Word for word, copy all of the entries.

» Task input
————————
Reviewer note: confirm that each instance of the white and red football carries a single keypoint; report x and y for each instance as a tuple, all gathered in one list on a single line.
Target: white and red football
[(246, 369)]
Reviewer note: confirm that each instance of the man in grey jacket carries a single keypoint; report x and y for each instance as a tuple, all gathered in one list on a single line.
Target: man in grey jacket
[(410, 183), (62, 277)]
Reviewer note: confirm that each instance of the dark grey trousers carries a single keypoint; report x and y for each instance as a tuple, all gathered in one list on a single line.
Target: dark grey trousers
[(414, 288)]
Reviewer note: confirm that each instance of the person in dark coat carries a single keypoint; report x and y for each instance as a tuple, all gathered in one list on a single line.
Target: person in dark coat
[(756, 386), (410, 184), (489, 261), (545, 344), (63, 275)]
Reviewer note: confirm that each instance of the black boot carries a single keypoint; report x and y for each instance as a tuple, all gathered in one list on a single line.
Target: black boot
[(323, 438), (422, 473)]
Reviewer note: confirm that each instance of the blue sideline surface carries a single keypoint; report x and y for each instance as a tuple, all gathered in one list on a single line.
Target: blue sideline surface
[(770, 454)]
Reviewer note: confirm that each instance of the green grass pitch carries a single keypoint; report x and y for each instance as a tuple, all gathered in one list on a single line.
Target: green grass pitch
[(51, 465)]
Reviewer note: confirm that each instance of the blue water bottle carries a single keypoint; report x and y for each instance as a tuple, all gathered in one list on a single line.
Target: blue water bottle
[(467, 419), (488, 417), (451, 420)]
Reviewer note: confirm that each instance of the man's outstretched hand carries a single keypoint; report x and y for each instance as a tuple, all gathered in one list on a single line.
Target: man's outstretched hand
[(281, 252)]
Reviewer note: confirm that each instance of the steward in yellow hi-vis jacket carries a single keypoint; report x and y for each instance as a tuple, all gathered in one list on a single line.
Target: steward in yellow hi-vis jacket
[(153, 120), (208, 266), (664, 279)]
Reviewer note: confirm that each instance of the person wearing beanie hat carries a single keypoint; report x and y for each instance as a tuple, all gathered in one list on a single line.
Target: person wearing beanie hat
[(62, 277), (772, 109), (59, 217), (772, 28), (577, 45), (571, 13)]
————————
» Exercise solution
Reviewer note: confirm that each instance of the white and red football carries a single keypoint; report x and y for each instance as a tuple, all gathered in one list on a single line.
Target: white and red football
[(246, 369)]
Reviewer note: confirm that each instance of the man in grey jacket carries a single keypoint; report x and y for each instance as a tuple, all gathered in one list on a single line.
Target: man in grey jacket
[(410, 183), (62, 277)]
Reviewer note: confirm that each instance of the dark grey trousers carries a single keypoint; report x and y for each instance as a tuple, all gathered in one list on a single line.
Target: dark grey trousers
[(414, 288)]
Reviewer note: confirm that each instance of the person in dark coat carries a single keypoint; report x and y for each instance as a tuple, all gathered in one list on a single line.
Target: person in dark coat
[(756, 386), (410, 184), (489, 261), (545, 344), (63, 275)]
Reviewer note: confirm that each instance of the black boot carries a single keypoint; report x and y for each instance as a tuple, all gathered in one list on a single line.
Target: black boot
[(323, 438), (422, 473)]
Reviewer note: confirm that each instance of the blue sideline surface carries a single keypoint; report x and y for each instance as a tuple, all gathered in one list on a single line.
Target: blue sideline surface
[(770, 454)]
Reviewer note: confirm that each instance of the green grass pitch carries a single keypoint; report x and y for each instance as a tuple, all gathered in one list on a single line.
Target: green grass pitch
[(51, 465)]
Reviewer note: confirm that each instance of the blue water bottle carries a single keypoint; report x and y for each instance as a tuple, all gathered in one list on a single line.
Target: blue water bottle
[(467, 419), (488, 417), (451, 420)]
Reviewer note: confirm that each instance of the man's outstretched hand carries a single keypoint; report x and y for each instance as a tuple, all gathered in one list on a single line.
Target: man's outstretched hand
[(281, 252)]
Reviewer note: confirm that each instance of the steward in yellow hi-vis jacket carries a single keypoint; report x and y for each instance as a tuple, all gathered in one list on a single line.
Target: steward in yellow hi-vis jacket
[(153, 120), (208, 266), (664, 279)]
Reviewer note: confirm that each instance of the person wearing beanie hat carries a single keypoint; report x and y for each instance as a tuple, all gathered in one list on a single line.
Target: person wearing beanie hat
[(62, 277), (772, 109), (59, 217), (772, 28), (577, 45), (571, 13)]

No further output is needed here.